**** Listing

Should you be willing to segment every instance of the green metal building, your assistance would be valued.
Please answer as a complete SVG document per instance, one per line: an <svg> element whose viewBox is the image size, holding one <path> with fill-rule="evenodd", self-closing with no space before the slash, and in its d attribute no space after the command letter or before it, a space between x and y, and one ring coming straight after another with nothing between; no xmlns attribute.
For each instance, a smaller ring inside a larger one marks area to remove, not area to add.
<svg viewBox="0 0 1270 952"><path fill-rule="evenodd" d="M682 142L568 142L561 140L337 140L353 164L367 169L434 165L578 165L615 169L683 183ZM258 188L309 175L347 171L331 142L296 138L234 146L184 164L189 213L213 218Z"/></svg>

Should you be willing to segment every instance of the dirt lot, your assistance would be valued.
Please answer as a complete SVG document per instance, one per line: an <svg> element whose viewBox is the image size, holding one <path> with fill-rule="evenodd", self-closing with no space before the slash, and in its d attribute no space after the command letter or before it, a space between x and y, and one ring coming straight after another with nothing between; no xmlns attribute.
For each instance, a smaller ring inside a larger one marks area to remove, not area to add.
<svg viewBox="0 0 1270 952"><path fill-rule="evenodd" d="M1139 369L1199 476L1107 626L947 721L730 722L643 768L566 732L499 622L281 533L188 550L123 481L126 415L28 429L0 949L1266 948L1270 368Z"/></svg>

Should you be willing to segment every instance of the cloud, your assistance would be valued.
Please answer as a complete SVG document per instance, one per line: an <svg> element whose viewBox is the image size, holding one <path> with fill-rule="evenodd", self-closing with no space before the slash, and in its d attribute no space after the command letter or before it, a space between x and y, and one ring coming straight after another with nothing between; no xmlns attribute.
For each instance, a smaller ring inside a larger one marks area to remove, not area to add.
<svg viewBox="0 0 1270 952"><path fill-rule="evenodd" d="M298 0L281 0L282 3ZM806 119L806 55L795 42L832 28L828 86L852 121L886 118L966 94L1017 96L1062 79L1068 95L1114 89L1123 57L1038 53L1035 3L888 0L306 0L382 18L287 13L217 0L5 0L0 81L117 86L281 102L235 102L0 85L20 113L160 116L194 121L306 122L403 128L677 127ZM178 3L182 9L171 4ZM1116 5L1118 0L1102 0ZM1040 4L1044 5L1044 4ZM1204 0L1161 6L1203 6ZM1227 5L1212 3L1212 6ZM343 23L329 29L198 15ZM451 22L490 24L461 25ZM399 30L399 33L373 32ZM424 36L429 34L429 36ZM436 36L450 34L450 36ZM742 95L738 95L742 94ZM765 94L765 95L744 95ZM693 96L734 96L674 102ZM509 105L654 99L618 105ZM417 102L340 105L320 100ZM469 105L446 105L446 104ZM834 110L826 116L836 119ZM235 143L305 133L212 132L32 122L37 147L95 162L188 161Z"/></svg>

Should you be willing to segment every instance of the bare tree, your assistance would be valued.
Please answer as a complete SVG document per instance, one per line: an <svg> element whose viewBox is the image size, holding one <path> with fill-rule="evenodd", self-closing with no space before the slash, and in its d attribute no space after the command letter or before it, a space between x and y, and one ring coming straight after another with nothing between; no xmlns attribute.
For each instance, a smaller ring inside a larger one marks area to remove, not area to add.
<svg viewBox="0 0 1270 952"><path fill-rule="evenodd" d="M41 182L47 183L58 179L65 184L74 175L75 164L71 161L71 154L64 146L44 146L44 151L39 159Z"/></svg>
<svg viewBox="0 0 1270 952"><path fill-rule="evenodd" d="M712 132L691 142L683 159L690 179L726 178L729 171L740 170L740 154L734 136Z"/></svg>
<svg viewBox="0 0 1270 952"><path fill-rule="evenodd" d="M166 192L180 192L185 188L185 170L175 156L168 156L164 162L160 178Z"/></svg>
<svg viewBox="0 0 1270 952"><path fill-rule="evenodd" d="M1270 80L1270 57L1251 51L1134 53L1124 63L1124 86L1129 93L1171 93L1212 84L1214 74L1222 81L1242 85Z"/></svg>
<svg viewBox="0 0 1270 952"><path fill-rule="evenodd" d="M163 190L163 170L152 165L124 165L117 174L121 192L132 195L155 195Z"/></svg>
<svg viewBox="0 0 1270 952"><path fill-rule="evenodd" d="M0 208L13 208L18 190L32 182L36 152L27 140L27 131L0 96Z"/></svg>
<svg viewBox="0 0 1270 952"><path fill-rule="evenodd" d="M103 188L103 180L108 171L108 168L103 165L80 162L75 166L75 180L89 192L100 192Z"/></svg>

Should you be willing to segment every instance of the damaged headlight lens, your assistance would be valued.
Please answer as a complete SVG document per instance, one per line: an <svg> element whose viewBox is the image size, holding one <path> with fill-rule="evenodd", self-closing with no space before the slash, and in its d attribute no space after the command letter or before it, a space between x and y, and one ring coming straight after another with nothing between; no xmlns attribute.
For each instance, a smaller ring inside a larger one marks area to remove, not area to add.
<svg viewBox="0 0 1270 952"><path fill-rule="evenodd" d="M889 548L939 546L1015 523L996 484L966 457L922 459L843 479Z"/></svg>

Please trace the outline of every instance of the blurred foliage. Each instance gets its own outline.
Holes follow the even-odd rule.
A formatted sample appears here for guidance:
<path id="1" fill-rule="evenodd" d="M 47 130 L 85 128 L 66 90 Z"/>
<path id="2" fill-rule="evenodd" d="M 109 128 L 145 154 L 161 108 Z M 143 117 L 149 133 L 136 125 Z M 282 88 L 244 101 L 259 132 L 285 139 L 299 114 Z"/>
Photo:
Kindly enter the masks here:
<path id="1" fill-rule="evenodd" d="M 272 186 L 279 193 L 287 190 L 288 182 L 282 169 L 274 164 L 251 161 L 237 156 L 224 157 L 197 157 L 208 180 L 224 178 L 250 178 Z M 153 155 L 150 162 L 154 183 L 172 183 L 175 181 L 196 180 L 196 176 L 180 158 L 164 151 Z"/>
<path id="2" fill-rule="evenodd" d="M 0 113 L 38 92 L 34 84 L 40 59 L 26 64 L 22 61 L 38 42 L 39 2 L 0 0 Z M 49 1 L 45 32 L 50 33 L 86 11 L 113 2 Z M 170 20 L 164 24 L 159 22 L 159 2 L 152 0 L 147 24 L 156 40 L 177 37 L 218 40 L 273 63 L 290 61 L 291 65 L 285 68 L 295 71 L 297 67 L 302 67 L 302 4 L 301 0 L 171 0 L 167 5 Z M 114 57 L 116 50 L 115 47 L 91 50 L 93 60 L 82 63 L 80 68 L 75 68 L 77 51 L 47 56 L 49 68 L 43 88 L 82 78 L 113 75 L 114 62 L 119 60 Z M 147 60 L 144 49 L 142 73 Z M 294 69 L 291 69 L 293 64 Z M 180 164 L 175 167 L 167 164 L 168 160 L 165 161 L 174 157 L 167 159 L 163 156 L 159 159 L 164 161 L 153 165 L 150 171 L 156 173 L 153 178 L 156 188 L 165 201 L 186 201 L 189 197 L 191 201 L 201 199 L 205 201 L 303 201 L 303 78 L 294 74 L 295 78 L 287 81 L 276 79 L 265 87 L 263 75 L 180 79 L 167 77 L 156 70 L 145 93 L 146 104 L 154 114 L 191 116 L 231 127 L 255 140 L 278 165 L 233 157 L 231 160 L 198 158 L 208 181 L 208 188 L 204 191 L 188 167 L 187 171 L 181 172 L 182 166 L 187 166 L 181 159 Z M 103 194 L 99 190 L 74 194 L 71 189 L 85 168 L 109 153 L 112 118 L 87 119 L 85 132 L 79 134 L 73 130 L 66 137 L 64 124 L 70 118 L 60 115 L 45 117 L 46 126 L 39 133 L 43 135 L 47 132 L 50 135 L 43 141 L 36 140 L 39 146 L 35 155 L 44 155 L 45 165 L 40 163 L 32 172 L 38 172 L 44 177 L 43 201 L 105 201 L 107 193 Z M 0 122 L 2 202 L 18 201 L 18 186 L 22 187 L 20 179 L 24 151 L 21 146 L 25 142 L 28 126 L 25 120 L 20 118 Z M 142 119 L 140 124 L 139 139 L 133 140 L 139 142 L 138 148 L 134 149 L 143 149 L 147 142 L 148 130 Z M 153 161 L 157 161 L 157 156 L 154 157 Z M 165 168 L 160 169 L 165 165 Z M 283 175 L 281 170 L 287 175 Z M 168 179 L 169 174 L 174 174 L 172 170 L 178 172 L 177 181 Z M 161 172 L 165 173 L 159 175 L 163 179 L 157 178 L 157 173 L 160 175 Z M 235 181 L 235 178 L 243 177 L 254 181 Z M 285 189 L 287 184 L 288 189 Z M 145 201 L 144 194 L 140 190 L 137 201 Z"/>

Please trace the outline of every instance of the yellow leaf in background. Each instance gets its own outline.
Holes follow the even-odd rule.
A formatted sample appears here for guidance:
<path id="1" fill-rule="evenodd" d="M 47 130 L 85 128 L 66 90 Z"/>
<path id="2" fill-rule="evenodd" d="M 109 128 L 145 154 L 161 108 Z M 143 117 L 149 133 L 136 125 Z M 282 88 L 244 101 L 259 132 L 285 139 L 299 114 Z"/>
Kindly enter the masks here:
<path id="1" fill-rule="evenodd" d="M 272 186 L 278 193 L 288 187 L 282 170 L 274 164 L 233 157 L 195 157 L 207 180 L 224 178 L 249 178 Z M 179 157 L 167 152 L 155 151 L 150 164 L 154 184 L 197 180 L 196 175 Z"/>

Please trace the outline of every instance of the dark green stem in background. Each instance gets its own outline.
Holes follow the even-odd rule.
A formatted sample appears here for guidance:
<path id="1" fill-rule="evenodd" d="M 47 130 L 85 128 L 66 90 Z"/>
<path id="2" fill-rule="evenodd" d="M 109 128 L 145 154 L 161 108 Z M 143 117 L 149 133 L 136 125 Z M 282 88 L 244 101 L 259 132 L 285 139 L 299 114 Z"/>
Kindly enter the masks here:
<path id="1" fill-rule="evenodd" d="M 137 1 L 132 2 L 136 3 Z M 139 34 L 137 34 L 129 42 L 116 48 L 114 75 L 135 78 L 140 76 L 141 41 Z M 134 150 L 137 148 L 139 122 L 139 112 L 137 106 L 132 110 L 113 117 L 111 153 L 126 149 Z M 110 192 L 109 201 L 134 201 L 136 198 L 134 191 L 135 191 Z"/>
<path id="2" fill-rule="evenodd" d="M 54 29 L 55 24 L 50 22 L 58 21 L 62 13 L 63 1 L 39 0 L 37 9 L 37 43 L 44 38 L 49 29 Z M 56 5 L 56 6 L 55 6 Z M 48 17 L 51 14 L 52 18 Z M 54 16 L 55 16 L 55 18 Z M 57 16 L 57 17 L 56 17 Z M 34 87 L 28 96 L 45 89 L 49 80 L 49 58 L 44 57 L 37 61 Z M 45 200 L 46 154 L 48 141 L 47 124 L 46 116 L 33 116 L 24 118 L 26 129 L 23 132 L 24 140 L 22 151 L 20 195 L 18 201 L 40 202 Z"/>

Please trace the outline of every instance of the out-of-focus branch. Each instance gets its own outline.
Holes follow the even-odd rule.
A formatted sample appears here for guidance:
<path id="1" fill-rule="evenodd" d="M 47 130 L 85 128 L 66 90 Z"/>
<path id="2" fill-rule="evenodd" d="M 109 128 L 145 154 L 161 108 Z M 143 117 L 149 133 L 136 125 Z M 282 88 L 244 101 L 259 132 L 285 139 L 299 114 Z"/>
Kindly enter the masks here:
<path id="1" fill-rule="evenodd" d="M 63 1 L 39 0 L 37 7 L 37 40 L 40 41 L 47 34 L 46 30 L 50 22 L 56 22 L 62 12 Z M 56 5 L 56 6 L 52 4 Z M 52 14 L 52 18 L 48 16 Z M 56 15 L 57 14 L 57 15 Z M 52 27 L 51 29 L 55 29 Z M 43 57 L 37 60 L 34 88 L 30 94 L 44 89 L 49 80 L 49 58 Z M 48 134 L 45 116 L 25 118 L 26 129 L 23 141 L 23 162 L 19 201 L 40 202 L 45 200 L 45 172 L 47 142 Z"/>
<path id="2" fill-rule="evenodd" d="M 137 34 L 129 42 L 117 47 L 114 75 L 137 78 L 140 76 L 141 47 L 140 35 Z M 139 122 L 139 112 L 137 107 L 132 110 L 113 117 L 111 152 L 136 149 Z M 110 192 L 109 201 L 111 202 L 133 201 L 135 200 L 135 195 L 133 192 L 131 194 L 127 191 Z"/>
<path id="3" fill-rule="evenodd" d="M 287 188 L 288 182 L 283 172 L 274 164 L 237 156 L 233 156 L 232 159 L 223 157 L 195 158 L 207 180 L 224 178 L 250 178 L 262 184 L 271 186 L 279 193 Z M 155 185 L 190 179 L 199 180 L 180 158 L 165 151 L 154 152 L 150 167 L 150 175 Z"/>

********

◆ Written task: Show each line above that contains the word "gets".

◆ Task answer:
Please trace the outline of every instance of the blurred foliage. Each instance gets its own outline.
Please trace the outline of every instance of the yellow leaf in background. Each instance gets its own outline.
Please trace the outline of every instance of the dark green stem in background. Each instance gets its own outline.
Please trace the outline of every instance of the out-of-focus branch. Each instance gets its own outline.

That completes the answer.